[WHAT THE TASK REQUIRES] Every line that contains the word "grass" is to be copied from the listing.

-------- STUDY MATERIAL --------

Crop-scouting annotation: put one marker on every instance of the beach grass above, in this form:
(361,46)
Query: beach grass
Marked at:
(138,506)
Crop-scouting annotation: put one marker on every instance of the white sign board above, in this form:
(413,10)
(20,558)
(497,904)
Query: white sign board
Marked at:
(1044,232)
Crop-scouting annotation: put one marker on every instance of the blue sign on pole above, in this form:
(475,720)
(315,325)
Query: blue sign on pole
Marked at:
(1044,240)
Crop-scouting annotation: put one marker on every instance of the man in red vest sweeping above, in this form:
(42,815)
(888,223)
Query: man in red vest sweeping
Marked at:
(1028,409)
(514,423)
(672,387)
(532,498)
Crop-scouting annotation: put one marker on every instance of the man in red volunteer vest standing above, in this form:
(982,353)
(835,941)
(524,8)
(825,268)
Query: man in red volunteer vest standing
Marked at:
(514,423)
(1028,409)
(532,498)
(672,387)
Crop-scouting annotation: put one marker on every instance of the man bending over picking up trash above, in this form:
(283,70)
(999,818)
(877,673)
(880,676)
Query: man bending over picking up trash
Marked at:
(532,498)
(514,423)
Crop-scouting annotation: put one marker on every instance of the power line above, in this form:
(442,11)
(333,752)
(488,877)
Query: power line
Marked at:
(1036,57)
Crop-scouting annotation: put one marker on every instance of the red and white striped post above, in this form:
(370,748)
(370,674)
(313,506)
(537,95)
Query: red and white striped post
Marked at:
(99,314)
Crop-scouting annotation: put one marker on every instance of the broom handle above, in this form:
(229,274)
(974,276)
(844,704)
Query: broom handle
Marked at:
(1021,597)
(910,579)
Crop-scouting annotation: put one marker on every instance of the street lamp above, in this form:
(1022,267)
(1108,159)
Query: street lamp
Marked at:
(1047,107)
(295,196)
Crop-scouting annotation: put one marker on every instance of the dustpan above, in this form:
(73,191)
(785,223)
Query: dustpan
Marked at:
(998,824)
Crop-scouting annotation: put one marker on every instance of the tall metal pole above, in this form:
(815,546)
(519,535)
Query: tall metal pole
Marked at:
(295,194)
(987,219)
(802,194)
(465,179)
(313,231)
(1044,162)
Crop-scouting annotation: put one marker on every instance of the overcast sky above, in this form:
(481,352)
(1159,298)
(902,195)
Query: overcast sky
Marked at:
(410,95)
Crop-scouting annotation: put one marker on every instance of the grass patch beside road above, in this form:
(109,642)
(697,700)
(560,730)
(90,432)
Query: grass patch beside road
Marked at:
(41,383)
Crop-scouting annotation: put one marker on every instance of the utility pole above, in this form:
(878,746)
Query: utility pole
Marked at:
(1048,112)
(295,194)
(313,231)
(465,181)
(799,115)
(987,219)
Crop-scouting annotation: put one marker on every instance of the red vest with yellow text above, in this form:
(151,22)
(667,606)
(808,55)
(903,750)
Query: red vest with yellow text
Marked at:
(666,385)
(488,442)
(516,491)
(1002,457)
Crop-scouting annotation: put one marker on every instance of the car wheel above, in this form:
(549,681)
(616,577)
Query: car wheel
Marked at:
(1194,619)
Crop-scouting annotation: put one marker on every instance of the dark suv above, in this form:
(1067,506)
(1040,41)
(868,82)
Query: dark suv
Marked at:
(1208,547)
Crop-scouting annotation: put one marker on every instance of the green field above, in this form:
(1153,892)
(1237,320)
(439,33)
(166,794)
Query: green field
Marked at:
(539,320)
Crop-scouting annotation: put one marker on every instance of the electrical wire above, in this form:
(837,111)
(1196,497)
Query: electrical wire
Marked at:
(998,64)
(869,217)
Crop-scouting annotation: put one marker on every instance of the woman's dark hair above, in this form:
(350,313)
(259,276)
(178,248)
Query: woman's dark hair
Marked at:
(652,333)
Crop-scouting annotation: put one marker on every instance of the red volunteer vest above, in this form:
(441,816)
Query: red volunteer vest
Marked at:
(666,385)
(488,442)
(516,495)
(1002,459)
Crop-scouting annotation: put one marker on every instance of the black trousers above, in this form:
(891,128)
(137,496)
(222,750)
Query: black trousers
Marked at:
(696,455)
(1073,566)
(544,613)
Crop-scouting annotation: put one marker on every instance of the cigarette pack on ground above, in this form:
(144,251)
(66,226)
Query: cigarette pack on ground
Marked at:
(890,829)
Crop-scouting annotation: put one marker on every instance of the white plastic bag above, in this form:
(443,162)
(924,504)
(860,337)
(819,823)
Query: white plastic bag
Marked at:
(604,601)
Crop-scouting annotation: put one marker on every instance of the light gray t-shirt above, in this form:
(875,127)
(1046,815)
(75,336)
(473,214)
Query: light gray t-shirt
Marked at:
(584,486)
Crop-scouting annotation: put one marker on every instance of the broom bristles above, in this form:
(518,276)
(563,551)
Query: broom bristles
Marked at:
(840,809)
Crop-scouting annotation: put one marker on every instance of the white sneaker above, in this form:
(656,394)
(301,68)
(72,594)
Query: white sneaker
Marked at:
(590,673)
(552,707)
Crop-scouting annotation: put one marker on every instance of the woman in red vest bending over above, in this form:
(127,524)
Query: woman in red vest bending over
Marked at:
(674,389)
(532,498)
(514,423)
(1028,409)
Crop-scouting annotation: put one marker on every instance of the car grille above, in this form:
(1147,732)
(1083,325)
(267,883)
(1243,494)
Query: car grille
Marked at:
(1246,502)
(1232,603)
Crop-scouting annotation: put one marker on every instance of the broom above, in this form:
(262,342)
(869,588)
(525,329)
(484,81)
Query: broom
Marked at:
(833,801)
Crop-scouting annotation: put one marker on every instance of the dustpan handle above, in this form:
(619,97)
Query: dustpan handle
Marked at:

--------

[EXERCISE OUTPUT]
Crop-scouting annotation: put one marker on every instance of the beach grass above, in this form:
Query: beach grass
Crop-scouting annotation: put one marker on every instance of the grass patch beside road above, in this form:
Query: grass patch beside road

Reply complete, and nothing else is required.